MATERIAL FOR THE TASK
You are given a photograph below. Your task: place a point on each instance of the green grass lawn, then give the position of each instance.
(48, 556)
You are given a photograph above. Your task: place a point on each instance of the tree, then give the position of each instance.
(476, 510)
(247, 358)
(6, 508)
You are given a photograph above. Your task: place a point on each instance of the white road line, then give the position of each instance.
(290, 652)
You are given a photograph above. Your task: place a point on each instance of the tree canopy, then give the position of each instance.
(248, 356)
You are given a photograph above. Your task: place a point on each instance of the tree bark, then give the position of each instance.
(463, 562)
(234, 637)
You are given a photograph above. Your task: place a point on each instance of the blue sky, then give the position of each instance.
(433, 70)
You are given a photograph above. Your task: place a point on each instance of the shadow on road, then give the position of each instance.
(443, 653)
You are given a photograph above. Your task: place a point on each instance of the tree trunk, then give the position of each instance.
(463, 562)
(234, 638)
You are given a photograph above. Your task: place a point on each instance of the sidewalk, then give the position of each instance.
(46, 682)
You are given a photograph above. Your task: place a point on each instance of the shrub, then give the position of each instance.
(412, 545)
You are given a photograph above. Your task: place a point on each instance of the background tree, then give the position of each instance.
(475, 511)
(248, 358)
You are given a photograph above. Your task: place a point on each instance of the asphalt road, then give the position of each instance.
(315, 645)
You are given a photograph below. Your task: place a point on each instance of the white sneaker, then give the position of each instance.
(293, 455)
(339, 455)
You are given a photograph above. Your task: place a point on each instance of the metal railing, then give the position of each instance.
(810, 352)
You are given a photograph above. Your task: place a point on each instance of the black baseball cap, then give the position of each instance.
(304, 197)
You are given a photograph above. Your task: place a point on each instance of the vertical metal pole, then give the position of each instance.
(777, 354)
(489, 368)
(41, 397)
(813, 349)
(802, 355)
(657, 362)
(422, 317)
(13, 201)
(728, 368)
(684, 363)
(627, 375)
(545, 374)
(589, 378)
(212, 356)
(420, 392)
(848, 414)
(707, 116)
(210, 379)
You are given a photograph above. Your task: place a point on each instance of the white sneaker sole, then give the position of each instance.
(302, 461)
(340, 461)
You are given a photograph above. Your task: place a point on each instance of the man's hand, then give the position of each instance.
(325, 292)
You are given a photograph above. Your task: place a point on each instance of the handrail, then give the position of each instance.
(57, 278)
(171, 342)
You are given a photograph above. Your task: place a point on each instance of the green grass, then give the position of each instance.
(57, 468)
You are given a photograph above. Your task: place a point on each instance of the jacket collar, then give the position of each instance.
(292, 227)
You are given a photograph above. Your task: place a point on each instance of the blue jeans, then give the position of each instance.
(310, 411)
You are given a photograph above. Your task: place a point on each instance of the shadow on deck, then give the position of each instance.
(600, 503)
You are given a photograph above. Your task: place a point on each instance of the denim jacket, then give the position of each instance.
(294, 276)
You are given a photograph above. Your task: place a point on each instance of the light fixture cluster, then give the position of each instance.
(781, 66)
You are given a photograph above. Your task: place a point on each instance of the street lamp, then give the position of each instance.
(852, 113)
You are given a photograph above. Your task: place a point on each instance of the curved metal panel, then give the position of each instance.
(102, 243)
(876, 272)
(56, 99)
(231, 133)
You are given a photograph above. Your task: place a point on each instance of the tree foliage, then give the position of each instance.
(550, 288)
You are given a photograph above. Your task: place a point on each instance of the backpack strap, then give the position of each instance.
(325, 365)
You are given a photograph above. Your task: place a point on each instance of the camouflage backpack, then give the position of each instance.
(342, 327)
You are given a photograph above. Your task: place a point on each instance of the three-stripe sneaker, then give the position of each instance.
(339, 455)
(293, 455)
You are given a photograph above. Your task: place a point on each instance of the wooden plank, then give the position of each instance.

WORK ITEM
A verbatim copy of all the entries is the expected result.

TASK OUTPUT
You are given a photograph below. Your task: place a point on each instance of the green grass lawn, then give the position of each instance.
(48, 556)
You are given a photograph above. Your task: place a point on each instance of the tree, then give the position of each instance.
(476, 510)
(247, 358)
(6, 508)
You are given a photograph above. Your task: place a point on each instance of the white road line, then give the position of each instance.
(290, 652)
You are given a photograph above. Your task: place a point on each instance of the tree canopy, then give the position of each instance.
(248, 356)
You are given a photograph above. Your task: place a point on each instance of the tree bark, then give the position of each instance.
(463, 562)
(234, 637)
You are given a photograph above. Your task: place a point on each instance of the blue sky, then give the position of each instance.
(433, 70)
You are given a photograph above. Your task: place a point on each instance of the shadow on road, then give the position of each instance.
(443, 653)
You are given a photograph above. Your task: place a point on each instance of the tree trunk, then give the position of each instance.
(463, 562)
(234, 638)
You are given a photograph above. Your task: place a point on each instance of the sidewalk, then give the position of each instance.
(46, 682)
You are given a photograph above. Your task: place a point on each instance of the shrub, then give the position of each instance.
(412, 545)
You are given a photograph above. Your task: place a point on each instance of the background tree, then give the position of each instance.
(475, 511)
(248, 358)
You are given a photograph above. Your task: place a point on each instance of the asphalt road, then give the position of each instance.
(315, 645)
You are given a photograph below. Your task: place a point on each instance of the white sneaker, then give the position of each instance.
(293, 455)
(339, 455)
You are given a photograph above. Your task: place a point on each instance of the metal railing, then give the position of each instance.
(810, 352)
You are given a photograph above. Your task: place a point on each instance of the black baseball cap, then give the position of each instance.
(304, 197)
You are given a photograph above. Your task: place a point on each instance of the vertical metal pole, then give the position of each instance.
(777, 354)
(489, 368)
(41, 397)
(813, 349)
(802, 355)
(657, 362)
(422, 317)
(13, 201)
(728, 368)
(684, 363)
(627, 375)
(545, 374)
(589, 378)
(212, 356)
(420, 392)
(848, 414)
(707, 116)
(210, 379)
You are given a photograph above. Your task: place a point on each instance of the white sneaker sole, then give the position of each instance.
(302, 461)
(340, 461)
You are given a photograph above. Your task: place a point on each instance of the man's hand, then give the position of each instance.
(325, 292)
You are given a photograph above. Your task: place a point on each instance of the handrail, then give the position of each instance.
(57, 278)
(171, 342)
You are given a photograph above. Your task: place a point on each instance of the green grass, then give the position of each instance.
(57, 468)
You are given a photograph above. Your task: place a point on each instance of the jacket collar, then give the position of each instance.
(292, 227)
You are given a photograph above. Your task: place a point on each instance of the blue jeans, then give the position of each instance.
(310, 411)
You are given a photograph above. Your task: place a point on each instance of the shadow on deck, then give the position of each instance.
(600, 503)
You are given a photograph above. Your task: place a point on each instance of the denim jacket, then give the position of each instance.
(294, 276)
You are given a photograph above. Your task: place a point on each instance of the light fixture cluster, then give the position of each instance.
(781, 66)
You are given a photograph above. Your task: place a point on each instance of the street lamp, then give the position of each instance.
(852, 113)
You are given a photograph above. Your task: place a point on each instance of the curved metal panel, then give the position of each instance.
(102, 243)
(876, 272)
(56, 99)
(231, 133)
You are given a photograph above. Your task: place a point on each instance of the tree foliage, then give the position of each instance.
(550, 288)
You are given a photograph above. Your task: place a point on each instance of the backpack strap, then give the position of each instance.
(325, 365)
You are given a photograph above. Your task: place a point on each instance of the camouflage backpack, then give the position of each instance.
(342, 327)
You are given a photograph above. Your task: place a point on each instance of the three-stripe sneaker, then give the position of each instance.
(339, 455)
(293, 455)
You are given a photograph above. Your task: place a point on each instance of the wooden plank, then give the position of each instance.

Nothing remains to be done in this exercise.